------ Provided material ------
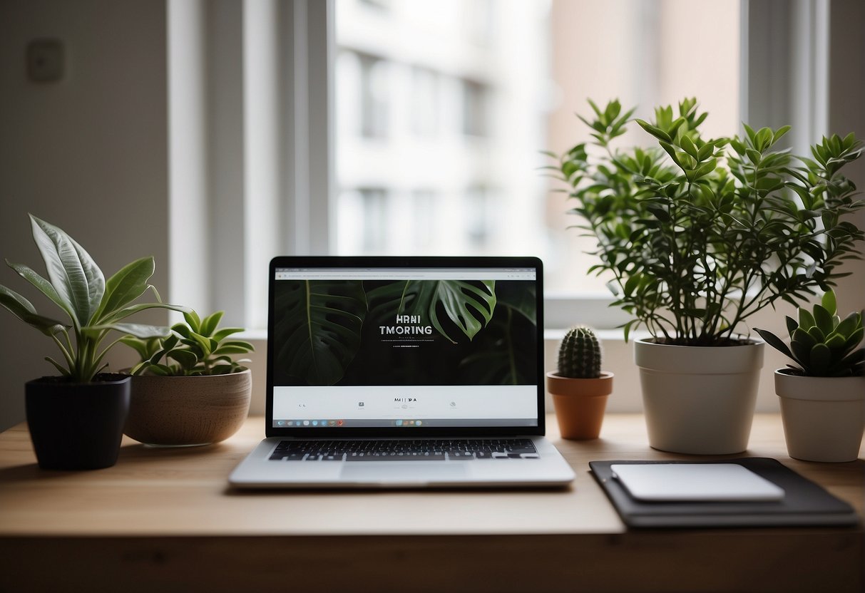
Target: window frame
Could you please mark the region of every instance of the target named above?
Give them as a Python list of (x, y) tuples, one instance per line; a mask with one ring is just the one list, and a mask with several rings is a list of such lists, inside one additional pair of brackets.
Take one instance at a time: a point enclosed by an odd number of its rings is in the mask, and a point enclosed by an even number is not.
[[(170, 0), (170, 29), (175, 24), (179, 7), (185, 4), (183, 0)], [(246, 0), (242, 4), (215, 2), (200, 3), (196, 6), (198, 13), (193, 15), (192, 20), (197, 18), (198, 22), (190, 26), (203, 32), (202, 35), (209, 39), (206, 46), (211, 48), (210, 54), (205, 52), (200, 56), (202, 64), (199, 66), (210, 73), (221, 73), (204, 77), (207, 80), (202, 84), (207, 92), (199, 92), (196, 100), (208, 104), (209, 110), (206, 112), (209, 118), (199, 124), (213, 127), (222, 122), (219, 124), (224, 127), (226, 120), (234, 121), (232, 129), (243, 132), (243, 146), (240, 150), (243, 156), (238, 157), (236, 146), (227, 143), (217, 145), (208, 133), (194, 131), (202, 138), (199, 145), (189, 150), (206, 155), (201, 168), (208, 169), (202, 174), (207, 180), (197, 190), (202, 197), (196, 203), (200, 202), (208, 211), (208, 216), (200, 223), (203, 239), (184, 237), (187, 233), (185, 221), (172, 227), (171, 260), (178, 262), (172, 266), (176, 271), (171, 276), (172, 298), (183, 298), (184, 302), (195, 303), (202, 309), (225, 309), (227, 322), (255, 328), (262, 327), (260, 312), (253, 315), (251, 310), (260, 309), (260, 295), (251, 294), (248, 287), (255, 284), (266, 285), (266, 283), (263, 272), (258, 270), (257, 260), (253, 262), (251, 256), (255, 253), (260, 256), (266, 249), (275, 251), (273, 255), (322, 255), (332, 253), (335, 246), (336, 3), (335, 0), (294, 0), (292, 3)], [(793, 148), (803, 150), (809, 138), (819, 137), (827, 131), (835, 106), (833, 101), (842, 94), (833, 93), (833, 88), (849, 93), (849, 85), (858, 84), (856, 92), (862, 96), (862, 80), (830, 75), (830, 68), (836, 67), (830, 62), (830, 54), (836, 46), (843, 46), (838, 45), (841, 40), (829, 35), (830, 26), (833, 19), (837, 18), (836, 13), (843, 14), (851, 10), (854, 9), (846, 7), (843, 3), (830, 3), (827, 0), (795, 0), (792, 3), (788, 0), (740, 0), (740, 103), (743, 120), (754, 125), (777, 126), (792, 123), (794, 131), (798, 130), (796, 135), (791, 134)], [(228, 26), (227, 15), (240, 18), (242, 26)], [(268, 28), (269, 34), (264, 35), (263, 40), (251, 32), (256, 25)], [(177, 45), (182, 34), (183, 31), (176, 33)], [(843, 41), (847, 44), (846, 51), (849, 51), (851, 43), (860, 51), (865, 45), (862, 39)], [(251, 73), (255, 65), (250, 58), (250, 55), (258, 55), (255, 43), (264, 44), (258, 48), (260, 54), (272, 56), (267, 68), (258, 69), (257, 75), (264, 80), (257, 83), (253, 78), (255, 74)], [(222, 53), (214, 52), (215, 48), (222, 48)], [(225, 48), (229, 49), (225, 50)], [(177, 47), (170, 51), (171, 64), (177, 62), (178, 51), (181, 49)], [(242, 67), (229, 69), (226, 73), (220, 61), (224, 59), (226, 51), (235, 54), (240, 52)], [(179, 79), (172, 77), (171, 92), (175, 92), (175, 84), (195, 84)], [(239, 84), (244, 88), (242, 98), (237, 101), (240, 106), (215, 103), (215, 99), (208, 98), (208, 95), (212, 98), (228, 96), (232, 92), (236, 94)], [(271, 108), (277, 122), (278, 134), (272, 143), (277, 154), (272, 158), (272, 170), (264, 172), (256, 172), (255, 163), (251, 162), (249, 156), (253, 150), (251, 143), (256, 142), (253, 128), (261, 125), (256, 124), (251, 117), (259, 105), (254, 105), (255, 99), (247, 89), (249, 84), (260, 84), (261, 88), (272, 87), (277, 93), (275, 106)], [(172, 113), (176, 111), (175, 100), (170, 98)], [(181, 123), (176, 119), (172, 119), (171, 128), (172, 134), (183, 133)], [(211, 136), (213, 133), (210, 131)], [(172, 154), (172, 163), (183, 156)], [(224, 182), (221, 181), (225, 177), (224, 175), (220, 177), (220, 171), (225, 171), (221, 163), (226, 161), (235, 163), (237, 174), (244, 177), (240, 205), (231, 201), (236, 198), (232, 197), (231, 192), (226, 192)], [(172, 167), (172, 169), (171, 203), (174, 205), (178, 203), (178, 199), (183, 200), (186, 196), (177, 195), (179, 190), (176, 191), (174, 186), (177, 168)], [(252, 177), (256, 175), (274, 178), (272, 194), (279, 200), (266, 200), (264, 204), (266, 207), (273, 205), (274, 212), (254, 213), (256, 186)], [(237, 180), (233, 183), (236, 185)], [(222, 214), (227, 209), (231, 209), (229, 214), (240, 217), (240, 228), (226, 227)], [(183, 213), (177, 212), (176, 215), (174, 210), (172, 213), (172, 220), (182, 220)], [(266, 217), (272, 219), (266, 228), (256, 225), (256, 220)], [(204, 277), (194, 278), (203, 284), (197, 288), (190, 288), (191, 280), (184, 281), (182, 277), (183, 271), (188, 269), (190, 249), (195, 256), (192, 261), (198, 262), (208, 271), (202, 275)], [(236, 267), (227, 269), (221, 265), (228, 255), (232, 261), (244, 266), (240, 272)], [(240, 280), (239, 274), (242, 277)], [(244, 288), (222, 290), (236, 286), (239, 281)], [(176, 297), (177, 294), (180, 296)], [(185, 298), (187, 294), (199, 298)], [(849, 295), (849, 298), (853, 302), (859, 300), (853, 294)], [(548, 328), (561, 328), (580, 320), (591, 320), (598, 328), (608, 329), (626, 321), (621, 311), (609, 307), (613, 301), (612, 295), (560, 294), (550, 295), (548, 300), (545, 320)]]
------
■ **Problem statement**:
Output every line of the records above verbatim, omitting the pictures.

■ **Result for this exercise**:
Target: window frame
Could you please mark the region of every instance of the target named above?
Give them as a Python list of (x, y) tuples, one instance per line; a mask with one ring is just the one list, and a mask with several rings is a list of such lists, inside one additional pair of brackets.
Take one instance at a time: a point enclosed by an odd number of its rings is in the mask, and a point enclosed by an even number is not.
[[(170, 0), (170, 29), (175, 24), (179, 7), (185, 4), (183, 0)], [(246, 0), (242, 4), (215, 2), (200, 3), (196, 6), (198, 13), (193, 15), (192, 20), (197, 18), (198, 22), (190, 26), (203, 32), (202, 35), (209, 39), (206, 46), (211, 48), (210, 54), (205, 52), (200, 56), (202, 64), (199, 66), (210, 73), (221, 73), (204, 77), (207, 80), (202, 84), (207, 92), (199, 92), (196, 100), (208, 104), (209, 110), (206, 112), (209, 118), (199, 124), (213, 127), (222, 122), (219, 124), (224, 127), (226, 120), (234, 121), (232, 129), (243, 132), (243, 146), (240, 150), (243, 156), (238, 157), (236, 146), (227, 143), (217, 145), (208, 133), (194, 131), (202, 138), (199, 145), (189, 150), (206, 155), (201, 168), (208, 169), (202, 174), (207, 180), (197, 190), (202, 197), (196, 203), (200, 202), (208, 211), (208, 216), (200, 223), (203, 239), (184, 237), (187, 233), (185, 221), (172, 227), (171, 260), (178, 262), (172, 266), (176, 271), (171, 276), (172, 298), (183, 298), (184, 302), (195, 303), (202, 309), (225, 309), (227, 322), (255, 328), (262, 327), (260, 312), (253, 315), (251, 310), (260, 309), (260, 295), (251, 294), (248, 287), (255, 284), (266, 285), (266, 283), (263, 272), (258, 270), (257, 260), (253, 262), (251, 256), (255, 253), (260, 256), (266, 249), (275, 251), (273, 255), (322, 255), (332, 253), (335, 246), (336, 3), (335, 0), (294, 0), (292, 3)], [(793, 148), (803, 150), (809, 138), (819, 137), (827, 131), (835, 106), (833, 101), (842, 94), (833, 93), (833, 88), (849, 93), (849, 85), (858, 84), (856, 92), (862, 96), (862, 80), (830, 75), (830, 68), (836, 67), (830, 62), (830, 54), (836, 46), (843, 46), (838, 45), (841, 40), (829, 35), (830, 26), (833, 19), (837, 18), (836, 13), (843, 14), (851, 10), (854, 9), (846, 7), (843, 3), (830, 3), (827, 0), (795, 0), (792, 3), (788, 0), (740, 0), (740, 103), (743, 120), (754, 125), (777, 126), (792, 123), (794, 131), (798, 130), (796, 135), (791, 134)], [(228, 26), (227, 15), (240, 18), (242, 26)], [(268, 28), (269, 34), (264, 35), (263, 40), (251, 32), (256, 25)], [(177, 45), (182, 34), (183, 31), (176, 33)], [(843, 41), (847, 44), (846, 51), (849, 51), (851, 43), (860, 51), (865, 45), (862, 39)], [(251, 73), (255, 65), (250, 58), (250, 55), (258, 55), (255, 43), (264, 44), (258, 48), (260, 54), (272, 56), (267, 68), (258, 69), (257, 75), (264, 80), (257, 83), (253, 78), (255, 74)], [(222, 53), (214, 52), (215, 48), (222, 48)], [(225, 48), (229, 49), (225, 50)], [(177, 47), (170, 51), (171, 64), (177, 62), (178, 51), (181, 49)], [(242, 67), (229, 69), (226, 73), (220, 61), (224, 59), (226, 51), (235, 54), (240, 52)], [(179, 79), (172, 77), (171, 92), (175, 92), (175, 84), (195, 84)], [(239, 84), (244, 88), (242, 98), (237, 101), (240, 106), (215, 103), (215, 99), (208, 98), (208, 95), (212, 98), (228, 96), (232, 92), (236, 94)], [(271, 108), (277, 122), (278, 134), (272, 143), (277, 154), (272, 158), (272, 170), (264, 172), (256, 172), (255, 163), (251, 162), (249, 156), (253, 150), (251, 143), (256, 142), (253, 128), (261, 125), (256, 124), (251, 117), (259, 105), (254, 105), (255, 99), (247, 89), (249, 84), (260, 84), (261, 88), (272, 87), (277, 93), (275, 106)], [(172, 113), (176, 111), (175, 100), (170, 98)], [(181, 123), (176, 119), (172, 119), (171, 128), (172, 134), (183, 133)], [(211, 136), (213, 133), (210, 131)], [(172, 154), (172, 163), (183, 156)], [(224, 182), (221, 181), (225, 177), (224, 175), (220, 177), (220, 171), (225, 171), (221, 163), (226, 161), (235, 163), (237, 174), (244, 177), (240, 205), (231, 201), (236, 198), (232, 197), (231, 192), (226, 192)], [(172, 167), (172, 169), (171, 203), (174, 205), (178, 203), (178, 199), (183, 200), (186, 196), (177, 195), (179, 190), (176, 191), (174, 186), (177, 168)], [(252, 177), (256, 175), (274, 178), (272, 194), (279, 200), (266, 200), (264, 204), (266, 207), (273, 205), (274, 212), (254, 213), (256, 186)], [(237, 180), (233, 183), (236, 185)], [(222, 214), (227, 209), (231, 209), (229, 214), (240, 217), (240, 228), (226, 227)], [(183, 213), (177, 212), (176, 215), (174, 210), (172, 213), (172, 220), (182, 220)], [(266, 217), (272, 219), (266, 228), (256, 225), (256, 220)], [(204, 277), (194, 278), (203, 284), (197, 288), (190, 288), (191, 280), (184, 281), (182, 277), (183, 271), (188, 269), (190, 249), (195, 256), (192, 261), (198, 262), (208, 271), (202, 275)], [(236, 267), (227, 269), (221, 265), (228, 255), (232, 261), (244, 266), (240, 272)], [(240, 280), (239, 274), (242, 277)], [(244, 288), (222, 290), (236, 286), (239, 281)], [(176, 297), (177, 294), (180, 296)], [(185, 298), (187, 294), (199, 298)], [(849, 295), (849, 298), (853, 302), (859, 300), (853, 294)], [(548, 328), (561, 328), (580, 320), (591, 320), (598, 328), (608, 329), (626, 321), (621, 311), (609, 307), (613, 301), (612, 295), (560, 294), (550, 295), (548, 300), (545, 320)]]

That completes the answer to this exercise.